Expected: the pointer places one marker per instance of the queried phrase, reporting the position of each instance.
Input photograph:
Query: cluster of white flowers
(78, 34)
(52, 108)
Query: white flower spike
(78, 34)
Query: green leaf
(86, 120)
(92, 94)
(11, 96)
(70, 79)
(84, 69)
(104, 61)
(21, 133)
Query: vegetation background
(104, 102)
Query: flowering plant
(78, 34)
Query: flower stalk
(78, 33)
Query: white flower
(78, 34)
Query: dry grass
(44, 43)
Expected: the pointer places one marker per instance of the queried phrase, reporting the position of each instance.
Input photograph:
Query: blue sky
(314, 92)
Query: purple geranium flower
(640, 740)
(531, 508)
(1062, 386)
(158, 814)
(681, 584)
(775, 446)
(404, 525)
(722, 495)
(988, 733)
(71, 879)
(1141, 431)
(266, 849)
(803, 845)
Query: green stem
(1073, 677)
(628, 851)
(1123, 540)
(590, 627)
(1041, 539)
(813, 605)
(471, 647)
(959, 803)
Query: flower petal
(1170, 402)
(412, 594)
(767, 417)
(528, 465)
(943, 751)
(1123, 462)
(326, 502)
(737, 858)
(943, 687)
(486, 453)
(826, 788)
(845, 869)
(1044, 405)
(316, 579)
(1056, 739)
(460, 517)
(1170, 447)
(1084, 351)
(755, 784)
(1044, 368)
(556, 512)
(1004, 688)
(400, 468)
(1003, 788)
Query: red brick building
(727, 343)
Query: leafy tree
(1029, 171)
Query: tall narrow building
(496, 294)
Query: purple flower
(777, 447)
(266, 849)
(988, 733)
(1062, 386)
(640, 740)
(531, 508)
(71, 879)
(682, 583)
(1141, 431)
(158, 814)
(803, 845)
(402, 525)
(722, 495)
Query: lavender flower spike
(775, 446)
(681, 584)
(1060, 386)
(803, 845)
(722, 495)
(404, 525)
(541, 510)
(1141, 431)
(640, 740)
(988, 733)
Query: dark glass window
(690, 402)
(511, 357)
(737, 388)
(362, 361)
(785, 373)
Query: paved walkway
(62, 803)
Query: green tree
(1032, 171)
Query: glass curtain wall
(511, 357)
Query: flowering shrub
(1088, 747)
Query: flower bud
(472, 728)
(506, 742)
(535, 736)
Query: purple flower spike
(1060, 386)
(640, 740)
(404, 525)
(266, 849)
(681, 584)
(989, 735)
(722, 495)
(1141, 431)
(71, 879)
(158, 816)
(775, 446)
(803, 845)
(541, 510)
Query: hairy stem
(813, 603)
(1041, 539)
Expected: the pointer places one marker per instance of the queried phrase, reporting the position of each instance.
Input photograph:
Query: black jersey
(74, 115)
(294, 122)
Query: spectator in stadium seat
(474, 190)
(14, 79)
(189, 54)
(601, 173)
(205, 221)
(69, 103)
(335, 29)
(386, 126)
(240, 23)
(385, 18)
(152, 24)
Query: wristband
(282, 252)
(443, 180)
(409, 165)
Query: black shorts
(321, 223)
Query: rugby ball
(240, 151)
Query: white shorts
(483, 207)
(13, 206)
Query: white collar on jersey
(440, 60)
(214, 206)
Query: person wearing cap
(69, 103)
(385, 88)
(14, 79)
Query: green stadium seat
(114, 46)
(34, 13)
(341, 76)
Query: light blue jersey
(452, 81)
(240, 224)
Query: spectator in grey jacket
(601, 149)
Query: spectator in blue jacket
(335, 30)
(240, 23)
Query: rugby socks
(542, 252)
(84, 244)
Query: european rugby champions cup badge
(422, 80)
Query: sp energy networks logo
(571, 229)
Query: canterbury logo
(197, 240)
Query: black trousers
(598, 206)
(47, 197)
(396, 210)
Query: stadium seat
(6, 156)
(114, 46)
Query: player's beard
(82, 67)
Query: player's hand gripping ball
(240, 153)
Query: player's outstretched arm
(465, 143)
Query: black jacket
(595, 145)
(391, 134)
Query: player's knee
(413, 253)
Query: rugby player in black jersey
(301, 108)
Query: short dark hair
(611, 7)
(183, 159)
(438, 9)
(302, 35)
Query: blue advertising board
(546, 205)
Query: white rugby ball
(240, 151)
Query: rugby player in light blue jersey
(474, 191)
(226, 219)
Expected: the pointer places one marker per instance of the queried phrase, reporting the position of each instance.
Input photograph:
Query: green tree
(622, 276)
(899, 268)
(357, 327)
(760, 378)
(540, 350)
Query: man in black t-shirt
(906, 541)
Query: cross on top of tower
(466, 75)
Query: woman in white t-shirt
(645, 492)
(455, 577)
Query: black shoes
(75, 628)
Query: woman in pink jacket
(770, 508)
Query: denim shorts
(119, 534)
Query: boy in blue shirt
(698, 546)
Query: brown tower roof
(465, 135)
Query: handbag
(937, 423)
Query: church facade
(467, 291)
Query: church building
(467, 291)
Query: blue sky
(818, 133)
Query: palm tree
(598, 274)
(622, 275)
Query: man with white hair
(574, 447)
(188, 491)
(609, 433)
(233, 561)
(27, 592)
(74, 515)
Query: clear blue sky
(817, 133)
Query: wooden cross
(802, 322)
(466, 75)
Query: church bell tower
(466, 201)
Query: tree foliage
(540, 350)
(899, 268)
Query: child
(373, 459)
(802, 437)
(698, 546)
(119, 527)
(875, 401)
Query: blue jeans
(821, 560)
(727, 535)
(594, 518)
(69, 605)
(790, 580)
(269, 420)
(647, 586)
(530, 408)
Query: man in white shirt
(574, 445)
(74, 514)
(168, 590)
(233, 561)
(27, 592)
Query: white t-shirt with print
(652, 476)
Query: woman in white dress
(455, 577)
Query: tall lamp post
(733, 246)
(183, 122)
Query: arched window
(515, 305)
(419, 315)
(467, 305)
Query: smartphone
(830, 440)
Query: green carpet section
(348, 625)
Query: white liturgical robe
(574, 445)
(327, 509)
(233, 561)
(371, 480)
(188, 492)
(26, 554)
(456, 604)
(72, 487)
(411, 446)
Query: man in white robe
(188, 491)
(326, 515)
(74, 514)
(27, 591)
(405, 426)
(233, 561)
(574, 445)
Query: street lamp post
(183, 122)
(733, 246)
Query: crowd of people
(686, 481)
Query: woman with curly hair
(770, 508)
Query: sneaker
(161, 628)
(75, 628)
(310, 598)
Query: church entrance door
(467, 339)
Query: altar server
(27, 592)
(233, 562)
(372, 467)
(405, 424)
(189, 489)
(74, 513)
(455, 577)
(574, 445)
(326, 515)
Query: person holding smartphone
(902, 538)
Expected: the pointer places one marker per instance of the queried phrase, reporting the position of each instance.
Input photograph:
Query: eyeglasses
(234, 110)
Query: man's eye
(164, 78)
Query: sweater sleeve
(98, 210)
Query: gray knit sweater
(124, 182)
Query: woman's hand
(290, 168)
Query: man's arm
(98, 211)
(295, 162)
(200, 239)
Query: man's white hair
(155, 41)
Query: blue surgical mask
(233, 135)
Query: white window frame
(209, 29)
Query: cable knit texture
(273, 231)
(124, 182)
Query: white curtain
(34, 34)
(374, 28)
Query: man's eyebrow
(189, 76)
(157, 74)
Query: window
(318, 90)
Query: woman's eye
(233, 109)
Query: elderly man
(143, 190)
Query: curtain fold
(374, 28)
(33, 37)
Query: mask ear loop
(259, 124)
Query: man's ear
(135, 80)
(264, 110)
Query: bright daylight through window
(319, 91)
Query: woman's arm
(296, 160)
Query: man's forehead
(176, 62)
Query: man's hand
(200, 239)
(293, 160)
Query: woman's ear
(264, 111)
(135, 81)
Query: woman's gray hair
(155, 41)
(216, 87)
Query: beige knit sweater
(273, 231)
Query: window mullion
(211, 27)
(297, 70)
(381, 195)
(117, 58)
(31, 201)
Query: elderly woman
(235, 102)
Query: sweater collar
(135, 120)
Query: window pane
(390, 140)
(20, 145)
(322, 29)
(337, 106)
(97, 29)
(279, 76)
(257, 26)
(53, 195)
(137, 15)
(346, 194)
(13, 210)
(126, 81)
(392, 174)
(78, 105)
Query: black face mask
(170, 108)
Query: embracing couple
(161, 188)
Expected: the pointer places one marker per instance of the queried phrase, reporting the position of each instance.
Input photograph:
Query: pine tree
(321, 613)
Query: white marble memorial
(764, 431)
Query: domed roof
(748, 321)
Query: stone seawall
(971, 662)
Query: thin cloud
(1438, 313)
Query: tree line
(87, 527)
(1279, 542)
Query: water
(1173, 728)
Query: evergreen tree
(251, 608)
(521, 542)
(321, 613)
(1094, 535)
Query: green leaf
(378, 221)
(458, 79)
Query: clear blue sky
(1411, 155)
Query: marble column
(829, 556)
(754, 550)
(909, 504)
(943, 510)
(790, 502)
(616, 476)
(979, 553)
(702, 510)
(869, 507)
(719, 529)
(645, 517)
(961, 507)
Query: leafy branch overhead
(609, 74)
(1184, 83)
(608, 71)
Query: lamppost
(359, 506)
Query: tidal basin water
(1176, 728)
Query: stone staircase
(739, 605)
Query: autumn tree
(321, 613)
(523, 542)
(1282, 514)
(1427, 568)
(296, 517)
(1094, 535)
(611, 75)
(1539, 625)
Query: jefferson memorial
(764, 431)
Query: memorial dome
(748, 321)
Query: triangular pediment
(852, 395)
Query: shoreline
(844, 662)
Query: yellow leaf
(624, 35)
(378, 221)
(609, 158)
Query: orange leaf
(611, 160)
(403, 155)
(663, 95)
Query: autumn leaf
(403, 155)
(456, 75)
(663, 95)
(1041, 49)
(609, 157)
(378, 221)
§ §
▶ **Problem requirements**
Print the line containing "Query: sweater collar", then every line after it through the last line of the records, each exactly as written; nothing else belongs in the answer.

▶ **Your response**
Query: sweater collar
(135, 120)
Query: window pane
(390, 140)
(20, 145)
(322, 29)
(337, 106)
(97, 29)
(279, 76)
(257, 26)
(53, 195)
(137, 15)
(346, 194)
(13, 210)
(126, 81)
(392, 174)
(78, 105)
Query: black face mask
(170, 108)
Query: embracing couple
(161, 188)
Expected: the pointer places one marker per instance of the queried phrase, reporting the position of each instance.
Input photograph:
Query: pine tree
(321, 613)
Query: white marble memorial
(764, 431)
Query: domed roof
(748, 321)
Query: stone seawall
(971, 662)
Query: thin cloud
(1438, 313)
Query: tree line
(87, 527)
(1279, 542)
Query: water
(1173, 728)
Query: evergreen tree
(251, 608)
(521, 542)
(321, 613)
(1094, 535)
Query: green leaf
(378, 221)
(458, 79)
Query: clear blue sky
(1411, 155)
Query: marble column
(829, 556)
(754, 550)
(909, 504)
(943, 510)
(790, 502)
(616, 476)
(979, 553)
(702, 510)
(869, 507)
(719, 529)
(645, 517)
(961, 507)
Query: leafy branch overhead
(609, 74)
(1184, 83)
(608, 71)
Query: lamppost
(359, 506)
Query: tidal basin water
(1176, 728)
Query: stone staircase
(739, 605)
Query: autumn tree
(321, 613)
(523, 542)
(1282, 514)
(1427, 568)
(296, 517)
(1094, 535)
(611, 75)
(1539, 625)
Query: jefferson memorial
(764, 431)
Query: memorial dome
(748, 321)
Query: triangular pediment
(852, 395)
Query: shoreline
(844, 662)
Query: yellow leaf
(624, 35)
(378, 221)
(609, 158)
Query: orange leaf
(611, 160)
(403, 155)
(663, 95)
Query: autumn leaf
(403, 155)
(456, 75)
(663, 95)
(1041, 49)
(609, 157)
(378, 221)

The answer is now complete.